### OBJECTIVES
#1 From the blog post about the Gospel writers, extract the passage starting with "So we are going" and going on through "you look stupid?".
#2 List every sentence in the blog post about the Gospel writers that ends with a question mark.

### TEXT PASSAGE
=-=-=

Six Reasons Why We Know The Gospel Writers Didn’t Lie

The end of summer and the Labor Day holiday is here. My family has done quite a bit of travel this summer. My husband and I enjoyed spending time with our two adult sons and made some great memories. As a result, my blogging got a little behind, but I’m back!

Over the summer, I experienced some interesting conversations both in person and on Facebook. It seems the most common objection to Christianity that I heard this summer was “The Gospel writers just lied.” This is probably the one objection to Christianity that irks me the most. I think it’s because people say it with such ease, and smugness. This is both annoying and amusing at the same time, because one doesn’t even know how arrogant this comment sounds. On what basis does one know that the Gospel writers lied? Were they there when the Gospels were written? Most of the time people parrot things they’ve heard others say. That’s the easy thing to do when one has no cogent argument for their point of view.

Why is defending the Gospels important? Christianity hinges on the resurrection of Jesus. If Jesus didn’t resurrect, then Christianity is false. So any claim that the Gospel writer’s lied, is a claim that they lied about Jesus’ resurrection, and therefore Christianity is false. Most important, if things didn’t happen the way the Gospel writers said they did, then Jesus did not fulfill Old Testament prophecy. If He didn’t fulfill OT prophecy, then He’s not the Messiah.

So we are going to unpack this objection and I hope this blog helps you when someone makes the same blind assertion to you.

1. The Gospels Contain Details That Embarrass The Writers:

If you were going to make up a story, would you make up a story that makes you look stupid?

=-=-=

(Source records)
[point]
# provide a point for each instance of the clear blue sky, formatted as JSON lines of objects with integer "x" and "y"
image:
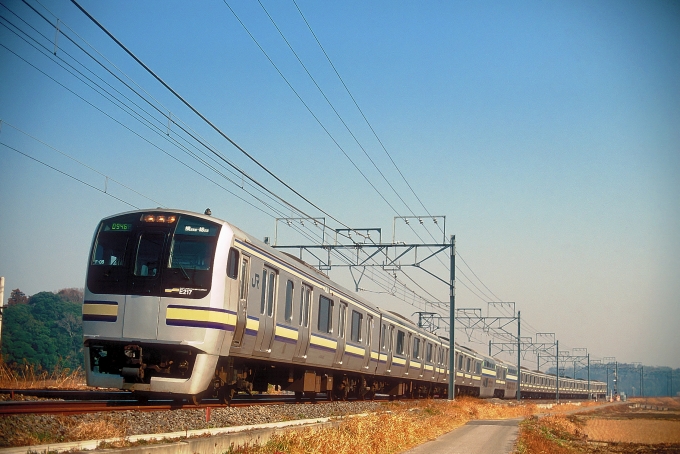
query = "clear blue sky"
{"x": 547, "y": 133}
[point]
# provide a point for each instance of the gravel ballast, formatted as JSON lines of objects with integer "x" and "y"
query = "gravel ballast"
{"x": 20, "y": 430}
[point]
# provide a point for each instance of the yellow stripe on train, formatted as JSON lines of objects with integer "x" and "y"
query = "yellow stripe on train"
{"x": 200, "y": 315}
{"x": 323, "y": 342}
{"x": 100, "y": 309}
{"x": 286, "y": 332}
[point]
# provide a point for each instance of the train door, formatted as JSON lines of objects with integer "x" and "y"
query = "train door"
{"x": 303, "y": 333}
{"x": 140, "y": 318}
{"x": 265, "y": 333}
{"x": 369, "y": 340}
{"x": 242, "y": 305}
{"x": 342, "y": 327}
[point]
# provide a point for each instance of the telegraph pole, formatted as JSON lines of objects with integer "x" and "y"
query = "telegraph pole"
{"x": 519, "y": 358}
{"x": 557, "y": 371}
{"x": 2, "y": 307}
{"x": 452, "y": 322}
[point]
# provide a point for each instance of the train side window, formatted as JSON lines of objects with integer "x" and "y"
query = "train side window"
{"x": 243, "y": 287}
{"x": 232, "y": 263}
{"x": 289, "y": 301}
{"x": 305, "y": 300}
{"x": 369, "y": 333}
{"x": 342, "y": 320}
{"x": 390, "y": 347}
{"x": 268, "y": 287}
{"x": 325, "y": 321}
{"x": 355, "y": 334}
{"x": 400, "y": 342}
{"x": 383, "y": 337}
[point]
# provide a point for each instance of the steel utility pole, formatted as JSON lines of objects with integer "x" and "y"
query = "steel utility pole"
{"x": 557, "y": 371}
{"x": 452, "y": 322}
{"x": 2, "y": 307}
{"x": 519, "y": 358}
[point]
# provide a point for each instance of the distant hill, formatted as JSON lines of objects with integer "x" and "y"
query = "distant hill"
{"x": 44, "y": 330}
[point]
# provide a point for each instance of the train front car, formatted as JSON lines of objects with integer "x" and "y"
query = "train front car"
{"x": 151, "y": 296}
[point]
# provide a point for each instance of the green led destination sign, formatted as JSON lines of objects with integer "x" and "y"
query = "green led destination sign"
{"x": 121, "y": 227}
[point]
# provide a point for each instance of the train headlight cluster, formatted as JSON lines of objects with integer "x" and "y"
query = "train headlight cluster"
{"x": 159, "y": 218}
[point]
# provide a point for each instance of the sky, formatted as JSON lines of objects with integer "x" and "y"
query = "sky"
{"x": 546, "y": 133}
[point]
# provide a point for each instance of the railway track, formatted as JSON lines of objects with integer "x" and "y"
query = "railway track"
{"x": 95, "y": 403}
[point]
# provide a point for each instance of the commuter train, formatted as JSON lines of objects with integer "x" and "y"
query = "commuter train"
{"x": 184, "y": 305}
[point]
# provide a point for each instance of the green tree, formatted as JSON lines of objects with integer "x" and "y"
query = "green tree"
{"x": 17, "y": 297}
{"x": 45, "y": 332}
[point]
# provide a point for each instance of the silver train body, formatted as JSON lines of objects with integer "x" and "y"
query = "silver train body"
{"x": 186, "y": 305}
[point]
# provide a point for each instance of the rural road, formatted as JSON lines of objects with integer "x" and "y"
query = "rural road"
{"x": 476, "y": 437}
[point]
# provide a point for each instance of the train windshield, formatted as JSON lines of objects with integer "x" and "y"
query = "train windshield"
{"x": 159, "y": 254}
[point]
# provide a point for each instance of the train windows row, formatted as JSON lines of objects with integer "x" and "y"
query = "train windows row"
{"x": 398, "y": 341}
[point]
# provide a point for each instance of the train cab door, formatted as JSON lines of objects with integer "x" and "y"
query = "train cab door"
{"x": 142, "y": 303}
{"x": 303, "y": 333}
{"x": 369, "y": 341}
{"x": 342, "y": 328}
{"x": 267, "y": 324}
{"x": 242, "y": 304}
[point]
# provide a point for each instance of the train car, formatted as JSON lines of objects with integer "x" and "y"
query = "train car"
{"x": 187, "y": 305}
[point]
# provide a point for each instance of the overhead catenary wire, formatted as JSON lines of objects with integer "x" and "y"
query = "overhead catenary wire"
{"x": 464, "y": 262}
{"x": 67, "y": 175}
{"x": 111, "y": 117}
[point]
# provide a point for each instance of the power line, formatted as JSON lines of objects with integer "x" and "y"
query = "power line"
{"x": 68, "y": 175}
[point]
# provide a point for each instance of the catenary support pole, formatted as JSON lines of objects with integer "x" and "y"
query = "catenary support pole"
{"x": 557, "y": 374}
{"x": 2, "y": 306}
{"x": 519, "y": 357}
{"x": 590, "y": 396}
{"x": 452, "y": 322}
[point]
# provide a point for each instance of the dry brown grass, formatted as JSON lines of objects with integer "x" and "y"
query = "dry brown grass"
{"x": 399, "y": 427}
{"x": 633, "y": 431}
{"x": 27, "y": 377}
{"x": 552, "y": 434}
{"x": 62, "y": 429}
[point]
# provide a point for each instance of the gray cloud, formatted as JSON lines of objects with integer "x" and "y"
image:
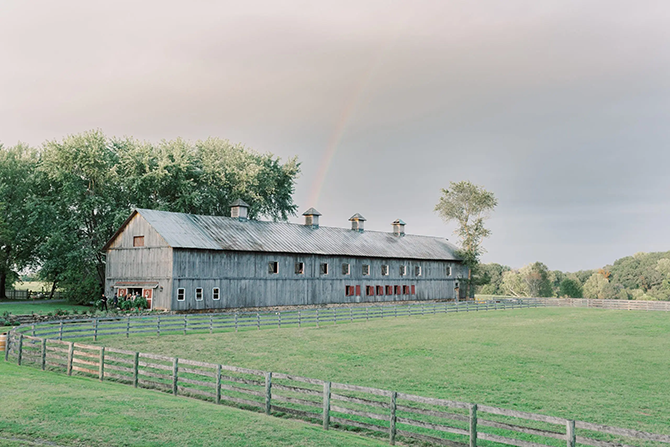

=-=-=

### SOLUTIONS
#1
So we are going to unpack this objection and I hope this blog helps you when someone makes the same blind assertion to you.

1. The Gospels Contain Details That Embarrass The Writers:

If you were going to make up a story, would you make up a story that makes you look stupid?

#2
- On what basis does one know that the Gospel writers lied?
- Were they there when the Gospels were written?
- Why is defending the Gospels important?
- If you were going to make up a story, would you make up a story that makes you look stupid?